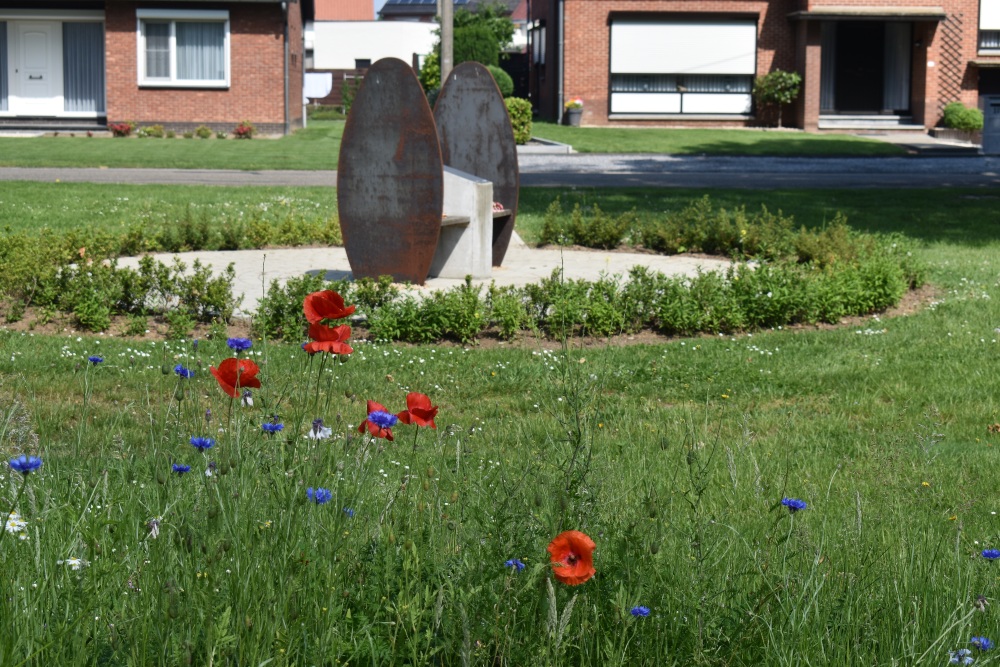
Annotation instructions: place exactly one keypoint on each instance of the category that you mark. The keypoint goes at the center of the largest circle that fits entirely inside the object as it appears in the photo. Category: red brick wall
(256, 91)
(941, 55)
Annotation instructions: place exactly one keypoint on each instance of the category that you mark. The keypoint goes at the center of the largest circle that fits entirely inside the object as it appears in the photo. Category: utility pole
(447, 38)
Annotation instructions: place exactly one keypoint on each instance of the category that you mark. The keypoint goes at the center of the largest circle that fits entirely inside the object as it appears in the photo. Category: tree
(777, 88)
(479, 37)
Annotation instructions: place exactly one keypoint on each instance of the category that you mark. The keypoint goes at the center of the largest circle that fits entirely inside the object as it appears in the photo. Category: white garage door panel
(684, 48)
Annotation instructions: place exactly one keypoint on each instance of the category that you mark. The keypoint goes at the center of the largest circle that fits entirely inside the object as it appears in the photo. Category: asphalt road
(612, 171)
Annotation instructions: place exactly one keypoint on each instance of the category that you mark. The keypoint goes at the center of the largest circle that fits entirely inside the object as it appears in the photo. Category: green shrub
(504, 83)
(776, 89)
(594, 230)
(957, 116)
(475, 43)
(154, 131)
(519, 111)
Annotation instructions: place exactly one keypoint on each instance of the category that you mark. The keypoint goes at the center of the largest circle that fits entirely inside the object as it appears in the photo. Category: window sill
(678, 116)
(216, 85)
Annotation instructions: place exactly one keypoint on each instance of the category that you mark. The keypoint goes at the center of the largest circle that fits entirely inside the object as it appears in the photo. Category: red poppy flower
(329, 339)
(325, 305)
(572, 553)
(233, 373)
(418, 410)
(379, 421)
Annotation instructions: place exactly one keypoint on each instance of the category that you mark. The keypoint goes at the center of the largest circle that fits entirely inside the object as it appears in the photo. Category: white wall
___
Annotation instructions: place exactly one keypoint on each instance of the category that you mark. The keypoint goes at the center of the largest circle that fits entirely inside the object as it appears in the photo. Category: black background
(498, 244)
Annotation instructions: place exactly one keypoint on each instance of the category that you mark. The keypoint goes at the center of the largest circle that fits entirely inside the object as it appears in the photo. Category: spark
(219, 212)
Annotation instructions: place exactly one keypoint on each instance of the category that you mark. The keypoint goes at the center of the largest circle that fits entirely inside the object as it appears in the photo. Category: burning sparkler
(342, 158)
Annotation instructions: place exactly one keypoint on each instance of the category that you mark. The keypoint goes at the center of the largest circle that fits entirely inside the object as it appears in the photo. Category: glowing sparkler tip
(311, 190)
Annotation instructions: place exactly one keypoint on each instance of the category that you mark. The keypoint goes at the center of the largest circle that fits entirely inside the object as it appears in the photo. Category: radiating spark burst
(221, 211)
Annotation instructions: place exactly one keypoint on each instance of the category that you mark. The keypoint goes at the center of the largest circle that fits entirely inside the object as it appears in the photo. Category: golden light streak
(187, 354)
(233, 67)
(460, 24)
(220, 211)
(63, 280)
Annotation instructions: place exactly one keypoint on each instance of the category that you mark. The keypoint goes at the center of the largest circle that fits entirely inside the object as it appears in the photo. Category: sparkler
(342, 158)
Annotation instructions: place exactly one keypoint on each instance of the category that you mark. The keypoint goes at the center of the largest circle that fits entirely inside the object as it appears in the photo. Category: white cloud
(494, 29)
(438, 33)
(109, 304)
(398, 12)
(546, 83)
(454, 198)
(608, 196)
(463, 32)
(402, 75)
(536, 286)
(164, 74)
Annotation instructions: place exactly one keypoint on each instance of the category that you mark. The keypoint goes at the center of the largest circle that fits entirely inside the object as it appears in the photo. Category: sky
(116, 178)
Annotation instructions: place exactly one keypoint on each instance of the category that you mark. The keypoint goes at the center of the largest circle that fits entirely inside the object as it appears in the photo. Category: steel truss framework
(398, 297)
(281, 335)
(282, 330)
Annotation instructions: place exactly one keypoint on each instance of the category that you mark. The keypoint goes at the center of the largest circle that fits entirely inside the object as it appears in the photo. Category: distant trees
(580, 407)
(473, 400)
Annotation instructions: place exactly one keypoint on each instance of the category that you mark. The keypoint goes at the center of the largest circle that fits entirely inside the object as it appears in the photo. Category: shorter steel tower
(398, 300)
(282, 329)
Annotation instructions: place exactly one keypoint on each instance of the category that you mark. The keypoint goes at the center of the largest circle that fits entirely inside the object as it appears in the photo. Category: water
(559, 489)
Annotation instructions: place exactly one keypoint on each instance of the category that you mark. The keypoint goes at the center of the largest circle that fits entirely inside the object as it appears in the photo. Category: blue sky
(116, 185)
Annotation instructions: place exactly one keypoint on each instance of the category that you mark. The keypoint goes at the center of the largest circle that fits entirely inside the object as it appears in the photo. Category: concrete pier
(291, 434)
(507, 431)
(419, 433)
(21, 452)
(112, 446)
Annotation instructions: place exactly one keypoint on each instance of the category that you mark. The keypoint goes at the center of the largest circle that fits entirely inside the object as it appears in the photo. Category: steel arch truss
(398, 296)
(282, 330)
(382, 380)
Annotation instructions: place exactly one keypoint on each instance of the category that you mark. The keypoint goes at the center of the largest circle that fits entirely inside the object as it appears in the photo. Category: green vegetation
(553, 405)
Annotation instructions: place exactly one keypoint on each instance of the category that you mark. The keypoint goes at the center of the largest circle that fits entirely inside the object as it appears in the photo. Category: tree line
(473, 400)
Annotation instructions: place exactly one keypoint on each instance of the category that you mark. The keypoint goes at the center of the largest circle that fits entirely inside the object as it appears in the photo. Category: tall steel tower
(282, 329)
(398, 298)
___
## Directions
Reproduce the records verbatim, from the line with "Category: window sill" up to and including the line with "Category: white wall".

## Exercise response
Annotation instructions: place exactly one keypoint on each instance of the category that you mark. The keypoint goes at the center of the largest circle that fits entirely inside the object as it appears in the photo. Category: window sill
(678, 116)
(216, 85)
Annotation instructions: place exactly one keypoint on each instance of the category that you mark. The keypoint goes at the center of the largest circle that fits entirely inside the object as it appears in the photo. Category: red poppy flower
(329, 339)
(325, 305)
(572, 553)
(233, 373)
(418, 410)
(379, 421)
Annotation instructions: place exactly one keypoint on each instance of the category that you mark. The keypoint goes at the center of the largest circle that fits entirely inside the object as it appears in the photo. Category: white wall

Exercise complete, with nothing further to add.